- **YOUR TASK**
Compute how many lines in the data below contain "horizon"; answer only with that number.
= Beginning of Section =
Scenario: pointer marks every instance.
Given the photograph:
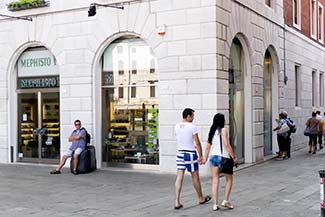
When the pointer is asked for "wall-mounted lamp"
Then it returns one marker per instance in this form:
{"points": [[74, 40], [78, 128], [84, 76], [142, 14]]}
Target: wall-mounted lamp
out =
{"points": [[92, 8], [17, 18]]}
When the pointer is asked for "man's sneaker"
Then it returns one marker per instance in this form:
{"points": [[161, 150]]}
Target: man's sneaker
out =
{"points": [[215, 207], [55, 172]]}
= End of Section =
= Beginning of Section =
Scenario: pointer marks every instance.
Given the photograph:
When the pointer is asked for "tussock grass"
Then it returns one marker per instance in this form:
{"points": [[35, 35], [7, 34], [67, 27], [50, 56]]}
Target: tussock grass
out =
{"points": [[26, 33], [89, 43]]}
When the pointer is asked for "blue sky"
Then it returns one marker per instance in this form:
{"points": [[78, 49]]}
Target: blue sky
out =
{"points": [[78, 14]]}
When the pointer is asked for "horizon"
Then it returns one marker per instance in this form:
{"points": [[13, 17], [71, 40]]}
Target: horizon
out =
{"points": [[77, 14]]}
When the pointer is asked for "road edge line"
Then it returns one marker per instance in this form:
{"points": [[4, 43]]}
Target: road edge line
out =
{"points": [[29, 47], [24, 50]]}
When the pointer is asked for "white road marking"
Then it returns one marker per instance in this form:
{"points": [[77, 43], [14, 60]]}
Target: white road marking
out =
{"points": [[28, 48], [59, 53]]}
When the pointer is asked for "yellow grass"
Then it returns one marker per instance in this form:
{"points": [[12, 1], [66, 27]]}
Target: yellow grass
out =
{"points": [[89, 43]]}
= End of Section =
- **THE COMPLETED TASK**
2